*MATERIAL TO PROCESS*.
——————————

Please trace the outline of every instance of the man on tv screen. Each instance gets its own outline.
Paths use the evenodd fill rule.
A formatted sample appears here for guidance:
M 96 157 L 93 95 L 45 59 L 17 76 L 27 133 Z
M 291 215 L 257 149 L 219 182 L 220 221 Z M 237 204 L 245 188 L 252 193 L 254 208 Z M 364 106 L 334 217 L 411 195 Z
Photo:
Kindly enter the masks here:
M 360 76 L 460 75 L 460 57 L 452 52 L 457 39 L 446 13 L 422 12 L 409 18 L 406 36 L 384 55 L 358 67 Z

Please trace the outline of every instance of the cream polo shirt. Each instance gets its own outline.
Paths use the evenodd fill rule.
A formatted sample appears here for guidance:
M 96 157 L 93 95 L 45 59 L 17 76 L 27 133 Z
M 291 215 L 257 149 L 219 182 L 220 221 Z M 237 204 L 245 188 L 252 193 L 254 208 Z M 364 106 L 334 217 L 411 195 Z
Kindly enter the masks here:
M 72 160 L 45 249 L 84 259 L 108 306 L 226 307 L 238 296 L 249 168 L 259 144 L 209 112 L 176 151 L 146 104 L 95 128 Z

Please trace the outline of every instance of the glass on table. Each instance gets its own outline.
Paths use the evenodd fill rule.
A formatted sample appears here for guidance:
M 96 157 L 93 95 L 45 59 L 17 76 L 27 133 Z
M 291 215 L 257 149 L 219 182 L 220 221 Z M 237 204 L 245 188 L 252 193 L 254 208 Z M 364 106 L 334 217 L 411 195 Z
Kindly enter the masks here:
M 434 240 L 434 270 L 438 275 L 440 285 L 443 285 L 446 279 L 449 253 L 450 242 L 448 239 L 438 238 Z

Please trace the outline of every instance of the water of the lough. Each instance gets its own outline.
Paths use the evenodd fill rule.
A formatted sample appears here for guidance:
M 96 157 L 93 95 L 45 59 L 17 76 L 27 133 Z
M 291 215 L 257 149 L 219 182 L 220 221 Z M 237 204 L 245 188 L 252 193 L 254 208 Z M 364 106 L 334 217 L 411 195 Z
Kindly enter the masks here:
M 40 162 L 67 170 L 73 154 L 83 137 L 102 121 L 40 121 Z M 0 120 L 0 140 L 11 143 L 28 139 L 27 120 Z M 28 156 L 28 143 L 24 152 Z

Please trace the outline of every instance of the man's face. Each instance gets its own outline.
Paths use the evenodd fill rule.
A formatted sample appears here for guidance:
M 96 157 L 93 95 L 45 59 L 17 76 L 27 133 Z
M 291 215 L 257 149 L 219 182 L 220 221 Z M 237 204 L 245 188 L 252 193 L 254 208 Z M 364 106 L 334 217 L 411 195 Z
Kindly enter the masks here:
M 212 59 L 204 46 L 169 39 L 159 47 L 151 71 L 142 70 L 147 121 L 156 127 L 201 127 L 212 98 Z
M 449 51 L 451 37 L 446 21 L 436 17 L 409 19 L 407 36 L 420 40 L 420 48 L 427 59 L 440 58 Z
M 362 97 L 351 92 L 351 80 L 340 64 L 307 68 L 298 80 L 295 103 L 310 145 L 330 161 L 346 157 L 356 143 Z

——————————

*TASK ITEM*.
Everything in the records must be returned exactly.

*REPLY*.
Please trace the outline of every instance of the man on tv screen. Each instance gets its own outline.
Paths use the evenodd fill rule.
A formatted sample appears here for guidance:
M 96 157 L 93 95 L 45 59 L 17 76 L 27 133 Z
M 291 215 L 257 149 L 219 182 L 220 221 Z M 237 204 L 245 188 L 252 193 L 254 208 Z M 364 106 L 334 217 L 411 195 Z
Photo:
Kindly enter the masks here:
M 360 76 L 460 75 L 460 57 L 452 52 L 457 39 L 446 13 L 422 12 L 409 18 L 406 36 L 384 55 L 358 67 Z

Please trace the outline of every instance of the cream polo shirt. Each instance gets its own outline.
Paths use the evenodd fill rule.
A formatted sample appears here for guidance:
M 96 157 L 93 95 L 45 59 L 17 76 L 27 133 Z
M 291 215 L 257 149 L 219 182 L 220 221 Z M 237 204 L 245 188 L 252 193 L 254 208 Z M 364 106 L 334 217 L 411 195 Z
Kindly enter the masks here:
M 72 160 L 45 249 L 84 259 L 108 306 L 226 307 L 238 296 L 249 168 L 259 144 L 209 112 L 176 151 L 146 104 L 95 128 Z

Please trace the outline of every instance of the glass on table. Each instance gets its own outline.
Paths use the evenodd fill rule.
A formatted sample appears here for guidance:
M 96 157 L 93 95 L 45 59 L 17 76 L 27 133 Z
M 291 215 L 257 149 L 219 182 L 220 221 Z M 237 204 L 245 188 L 252 193 L 254 208 Z M 364 106 L 334 217 L 411 195 Z
Kindly enter the masks here:
M 434 240 L 434 270 L 438 275 L 440 285 L 443 285 L 446 279 L 449 253 L 450 242 L 448 239 L 438 238 Z

Please trace the outline of every instance of the water of the lough. Each instance gets its own outline.
Paths use the evenodd fill rule.
A formatted sample appears here for guidance:
M 96 157 L 93 95 L 45 59 L 17 76 L 27 133 Z
M 291 215 L 257 149 L 219 182 L 220 221 Z M 237 204 L 245 188 L 252 193 L 254 208 Z M 364 106 L 334 217 L 411 195 Z
Kindly enter the masks here:
M 40 162 L 67 170 L 73 154 L 83 137 L 102 121 L 40 121 Z M 0 120 L 0 140 L 11 143 L 28 139 L 27 120 Z M 28 156 L 28 143 L 24 152 Z

Please trace the outline of every instance of the man's face. Each instance gets its own outline.
Paths use the evenodd fill rule.
A formatted sample appears here for guidance:
M 96 157 L 93 95 L 45 59 L 17 76 L 27 133 Z
M 291 215 L 257 149 L 219 182 L 220 221 Z M 237 204 L 245 188 L 252 193 L 254 208 Z M 364 106 L 334 217 L 411 195 Z
Kindly enter the masks here:
M 212 59 L 204 46 L 169 39 L 159 47 L 151 71 L 142 70 L 147 121 L 156 127 L 201 127 L 212 98 Z
M 449 51 L 451 37 L 446 21 L 436 17 L 409 19 L 407 36 L 420 40 L 420 48 L 427 59 L 440 58 Z
M 362 97 L 351 92 L 351 80 L 340 64 L 307 68 L 298 80 L 295 103 L 310 145 L 330 161 L 346 157 L 356 143 Z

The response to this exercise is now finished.